| Given task |
Please swap every "Query" in the data below for "Label" and give all lines again with nothing else changed.

[Detection examples]
— START —

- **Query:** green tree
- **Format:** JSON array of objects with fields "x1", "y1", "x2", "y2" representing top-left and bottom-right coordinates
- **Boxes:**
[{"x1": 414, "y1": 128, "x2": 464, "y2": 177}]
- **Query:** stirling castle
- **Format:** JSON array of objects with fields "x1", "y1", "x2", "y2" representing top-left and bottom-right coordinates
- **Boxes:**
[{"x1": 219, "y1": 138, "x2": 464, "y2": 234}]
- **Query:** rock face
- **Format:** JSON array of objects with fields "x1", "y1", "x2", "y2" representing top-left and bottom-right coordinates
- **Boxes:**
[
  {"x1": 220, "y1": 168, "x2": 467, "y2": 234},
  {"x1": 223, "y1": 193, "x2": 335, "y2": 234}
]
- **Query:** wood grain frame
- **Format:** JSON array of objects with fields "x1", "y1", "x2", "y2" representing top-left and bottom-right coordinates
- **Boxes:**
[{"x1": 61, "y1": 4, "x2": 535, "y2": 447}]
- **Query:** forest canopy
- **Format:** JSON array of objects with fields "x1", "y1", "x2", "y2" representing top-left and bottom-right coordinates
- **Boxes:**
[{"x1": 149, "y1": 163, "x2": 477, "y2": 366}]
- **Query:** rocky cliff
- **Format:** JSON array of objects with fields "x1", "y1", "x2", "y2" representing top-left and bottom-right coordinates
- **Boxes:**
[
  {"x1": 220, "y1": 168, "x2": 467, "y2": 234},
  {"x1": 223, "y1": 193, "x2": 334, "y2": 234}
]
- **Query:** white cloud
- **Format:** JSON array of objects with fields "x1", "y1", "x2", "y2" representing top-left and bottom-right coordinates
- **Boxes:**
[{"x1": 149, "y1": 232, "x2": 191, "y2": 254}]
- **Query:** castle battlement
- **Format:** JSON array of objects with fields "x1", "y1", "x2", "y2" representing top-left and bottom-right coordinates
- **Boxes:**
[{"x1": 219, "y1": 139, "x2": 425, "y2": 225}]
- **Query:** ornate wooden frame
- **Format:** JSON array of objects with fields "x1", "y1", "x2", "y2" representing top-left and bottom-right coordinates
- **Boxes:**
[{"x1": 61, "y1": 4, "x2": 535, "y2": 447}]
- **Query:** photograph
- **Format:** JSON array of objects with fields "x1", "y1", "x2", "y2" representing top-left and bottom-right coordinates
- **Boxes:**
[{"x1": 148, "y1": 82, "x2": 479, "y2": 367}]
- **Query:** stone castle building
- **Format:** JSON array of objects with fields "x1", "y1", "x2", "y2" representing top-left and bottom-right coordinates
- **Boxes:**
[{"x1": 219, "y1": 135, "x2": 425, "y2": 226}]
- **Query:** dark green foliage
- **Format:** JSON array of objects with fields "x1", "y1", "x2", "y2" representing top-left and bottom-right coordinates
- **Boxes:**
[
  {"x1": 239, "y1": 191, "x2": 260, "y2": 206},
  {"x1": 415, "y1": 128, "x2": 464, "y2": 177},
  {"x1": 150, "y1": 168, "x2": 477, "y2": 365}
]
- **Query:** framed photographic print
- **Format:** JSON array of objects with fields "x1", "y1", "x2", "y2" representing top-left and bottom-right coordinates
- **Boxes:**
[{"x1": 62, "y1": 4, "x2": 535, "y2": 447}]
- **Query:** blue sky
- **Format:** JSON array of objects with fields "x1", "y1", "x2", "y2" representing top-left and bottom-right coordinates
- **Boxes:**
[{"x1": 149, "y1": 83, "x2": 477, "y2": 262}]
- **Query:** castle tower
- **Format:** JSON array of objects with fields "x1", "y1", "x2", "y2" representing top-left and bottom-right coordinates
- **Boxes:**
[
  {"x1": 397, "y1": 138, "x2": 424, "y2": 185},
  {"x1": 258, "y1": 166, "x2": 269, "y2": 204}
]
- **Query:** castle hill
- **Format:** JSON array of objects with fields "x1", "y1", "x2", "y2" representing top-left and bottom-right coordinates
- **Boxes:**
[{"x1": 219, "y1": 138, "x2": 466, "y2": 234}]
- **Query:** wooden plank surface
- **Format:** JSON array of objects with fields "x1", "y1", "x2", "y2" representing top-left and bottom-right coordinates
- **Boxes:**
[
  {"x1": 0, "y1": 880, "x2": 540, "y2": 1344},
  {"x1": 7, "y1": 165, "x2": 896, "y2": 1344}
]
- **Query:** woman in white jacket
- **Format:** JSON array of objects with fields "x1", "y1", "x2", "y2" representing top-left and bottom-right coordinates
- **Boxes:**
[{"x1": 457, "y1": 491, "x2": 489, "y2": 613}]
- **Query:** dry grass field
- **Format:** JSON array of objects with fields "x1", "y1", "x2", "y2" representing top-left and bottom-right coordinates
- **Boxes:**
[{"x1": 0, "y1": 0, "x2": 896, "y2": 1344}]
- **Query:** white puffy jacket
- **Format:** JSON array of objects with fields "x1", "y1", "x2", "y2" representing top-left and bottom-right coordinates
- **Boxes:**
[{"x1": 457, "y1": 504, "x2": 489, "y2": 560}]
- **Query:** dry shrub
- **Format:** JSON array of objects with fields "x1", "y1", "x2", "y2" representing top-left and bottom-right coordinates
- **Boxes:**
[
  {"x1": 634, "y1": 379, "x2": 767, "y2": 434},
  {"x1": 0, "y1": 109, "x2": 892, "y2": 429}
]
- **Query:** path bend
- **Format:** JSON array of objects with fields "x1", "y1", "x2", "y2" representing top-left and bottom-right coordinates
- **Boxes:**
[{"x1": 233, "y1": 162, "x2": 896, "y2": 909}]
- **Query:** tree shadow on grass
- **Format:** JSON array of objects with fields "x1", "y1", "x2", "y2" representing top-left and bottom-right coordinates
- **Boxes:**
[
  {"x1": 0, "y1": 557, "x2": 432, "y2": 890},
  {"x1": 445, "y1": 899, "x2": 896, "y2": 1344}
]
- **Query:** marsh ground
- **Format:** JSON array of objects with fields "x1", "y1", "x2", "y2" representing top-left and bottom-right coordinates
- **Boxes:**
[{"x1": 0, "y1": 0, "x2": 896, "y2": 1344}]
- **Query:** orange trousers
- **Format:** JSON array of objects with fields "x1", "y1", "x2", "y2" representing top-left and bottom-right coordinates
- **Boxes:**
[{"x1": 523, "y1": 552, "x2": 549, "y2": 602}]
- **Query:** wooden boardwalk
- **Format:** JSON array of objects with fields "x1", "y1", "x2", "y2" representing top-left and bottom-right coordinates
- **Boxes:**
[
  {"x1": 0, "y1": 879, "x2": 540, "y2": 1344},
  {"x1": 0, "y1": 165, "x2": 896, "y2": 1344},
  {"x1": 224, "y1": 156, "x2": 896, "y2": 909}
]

— END —

| Result below |
- **Label:** green tree
- **Format:** JSON array of objects with fields "x1", "y1", "x2", "y2" representing top-left and bottom-right coordinates
- **Boxes:**
[{"x1": 414, "y1": 128, "x2": 464, "y2": 177}]
- **Label:** stirling castle
- **Format:** JSON array of objects with fields "x1", "y1", "x2", "y2" representing top-left and bottom-right coordinates
- **Boxes:**
[{"x1": 219, "y1": 138, "x2": 464, "y2": 234}]
- **Label:** rock face
- **Format:** JSON array of objects with fields "x1", "y1", "x2", "y2" representing top-left and bottom-right coordinates
- **Boxes:**
[
  {"x1": 220, "y1": 168, "x2": 467, "y2": 234},
  {"x1": 223, "y1": 193, "x2": 335, "y2": 234}
]
- **Label:** wood grain frame
- **Format:** JSON array of objects with fields "x1", "y1", "x2", "y2" representing top-left and bottom-right coordinates
- **Boxes:**
[{"x1": 61, "y1": 4, "x2": 535, "y2": 447}]
- **Label:** forest canopy
- **Format:** JSON array of objects with fields "x1", "y1", "x2", "y2" representing top-left and bottom-right coordinates
- **Boxes:**
[{"x1": 149, "y1": 163, "x2": 477, "y2": 366}]
- **Label:** rocky cliff
- **Format:** JSON array of objects with fields "x1", "y1", "x2", "y2" representing top-left and bottom-right coordinates
- **Boxes:**
[
  {"x1": 220, "y1": 168, "x2": 467, "y2": 234},
  {"x1": 223, "y1": 193, "x2": 334, "y2": 234}
]
- **Label:** white cloud
- **Format:** JSON array of objects with fields "x1", "y1", "x2", "y2" representing top-left and bottom-right coordinates
- **Boxes:**
[{"x1": 149, "y1": 232, "x2": 191, "y2": 254}]
- **Label:** castle battlement
- **Format:** JSON array of objects with fields "x1", "y1", "x2", "y2" representing top-left and bottom-right coordinates
- **Boxes:**
[{"x1": 219, "y1": 139, "x2": 425, "y2": 225}]
- **Label:** ornate wooden frame
- **Format:** JSON array of objects with fields "x1", "y1", "x2", "y2" representing top-left and bottom-right coordinates
- **Boxes:**
[{"x1": 61, "y1": 4, "x2": 535, "y2": 447}]
- **Label:** photograph
- **Format:** JSON array of objects with fields "x1", "y1", "x2", "y2" representing top-left and bottom-right coordinates
- **Boxes:**
[{"x1": 148, "y1": 82, "x2": 479, "y2": 367}]
- **Label:** stone castle building
- **Format:** JSON array of objects with fields "x1", "y1", "x2", "y2" representing top-left and bottom-right coordinates
- **Boxes:**
[{"x1": 219, "y1": 135, "x2": 425, "y2": 226}]
- **Label:** dark green foliage
- **Format:** JSON array of objects with fields "x1", "y1", "x2", "y2" representing top-left and bottom-right coordinates
- **Boxes:**
[
  {"x1": 239, "y1": 191, "x2": 260, "y2": 206},
  {"x1": 415, "y1": 128, "x2": 464, "y2": 177},
  {"x1": 150, "y1": 168, "x2": 477, "y2": 365}
]
- **Label:** framed photographic print
- **Format:** JSON array of objects with fields "x1", "y1", "x2", "y2" representing top-left and bottom-right coordinates
- **Boxes:**
[{"x1": 62, "y1": 4, "x2": 535, "y2": 447}]
- **Label:** blue sky
- **Format:** JSON array of objects with fields "x1", "y1", "x2", "y2" representing top-left and bottom-right coordinates
- **Boxes:**
[{"x1": 149, "y1": 83, "x2": 477, "y2": 262}]
- **Label:** castle tower
- **Format:** JSON array of objects with fields "x1", "y1", "x2", "y2" representing top-left and bottom-right coordinates
- **Boxes:**
[
  {"x1": 397, "y1": 138, "x2": 424, "y2": 185},
  {"x1": 258, "y1": 166, "x2": 269, "y2": 204}
]
- **Label:** castle hill
- **Format:** JSON array of objects with fields "x1", "y1", "x2", "y2" representing top-left and bottom-right coordinates
- **Boxes:**
[{"x1": 219, "y1": 138, "x2": 466, "y2": 234}]
- **Label:** wooden plank surface
- **Format:** JSON array of objects with fields "x1", "y1", "x2", "y2" representing top-left and bottom-right coordinates
- **Boxes:**
[
  {"x1": 0, "y1": 880, "x2": 540, "y2": 1344},
  {"x1": 7, "y1": 165, "x2": 896, "y2": 1344}
]
- **Label:** woman in white jacket
- **Format:** JSON array of objects with fields "x1", "y1", "x2", "y2" representing top-left and bottom-right coordinates
- **Boxes:**
[{"x1": 457, "y1": 491, "x2": 489, "y2": 613}]
- **Label:** dry grass field
- **Format:** JSON array of objects with fields "x1", "y1", "x2", "y2" representing top-left and bottom-right coordinates
- **Boxes:**
[{"x1": 0, "y1": 0, "x2": 896, "y2": 1344}]
- **Label:** white puffy jacket
- **Format:** JSON array of objects with fields "x1", "y1", "x2", "y2" representing top-left and bottom-right coordinates
- **Boxes:**
[{"x1": 457, "y1": 504, "x2": 489, "y2": 560}]
- **Label:** dry shrub
- **Format:** JSON array of objects with fields "x1", "y1", "x2", "y2" representing top-left and bottom-right coordinates
- **Boxes:**
[
  {"x1": 634, "y1": 379, "x2": 767, "y2": 434},
  {"x1": 0, "y1": 109, "x2": 892, "y2": 429}
]
- **Label:** path bend
- **Format:** JSON array of objects with fields "x1", "y1", "x2", "y2" representing top-left and bottom-right coordinates
- **Boxes:**
[{"x1": 233, "y1": 162, "x2": 896, "y2": 909}]
- **Label:** tree shadow on grass
- **Format:** JSON array of objects with fields "x1", "y1", "x2", "y2" representing top-left and bottom-right coordinates
- **Boxes:**
[
  {"x1": 0, "y1": 557, "x2": 432, "y2": 890},
  {"x1": 445, "y1": 899, "x2": 896, "y2": 1344}
]
- **Label:** marsh ground
- **Format:** JSON array of objects with fields "x1", "y1", "x2", "y2" representing top-left and bottom-right coordinates
- **Boxes:**
[{"x1": 0, "y1": 0, "x2": 896, "y2": 1344}]
- **Label:** orange trousers
- **Format:** JSON array of objects with fields "x1", "y1", "x2", "y2" representing top-left and bottom-right coordinates
- **Boxes:**
[{"x1": 523, "y1": 552, "x2": 549, "y2": 602}]
- **Label:** wooden boardwalk
- **Format:** JSON array of objects with fields "x1", "y1", "x2", "y2" representing top-left and bottom-right coordinates
- **Boxes:**
[
  {"x1": 0, "y1": 879, "x2": 540, "y2": 1344},
  {"x1": 0, "y1": 165, "x2": 896, "y2": 1344},
  {"x1": 224, "y1": 156, "x2": 896, "y2": 909}
]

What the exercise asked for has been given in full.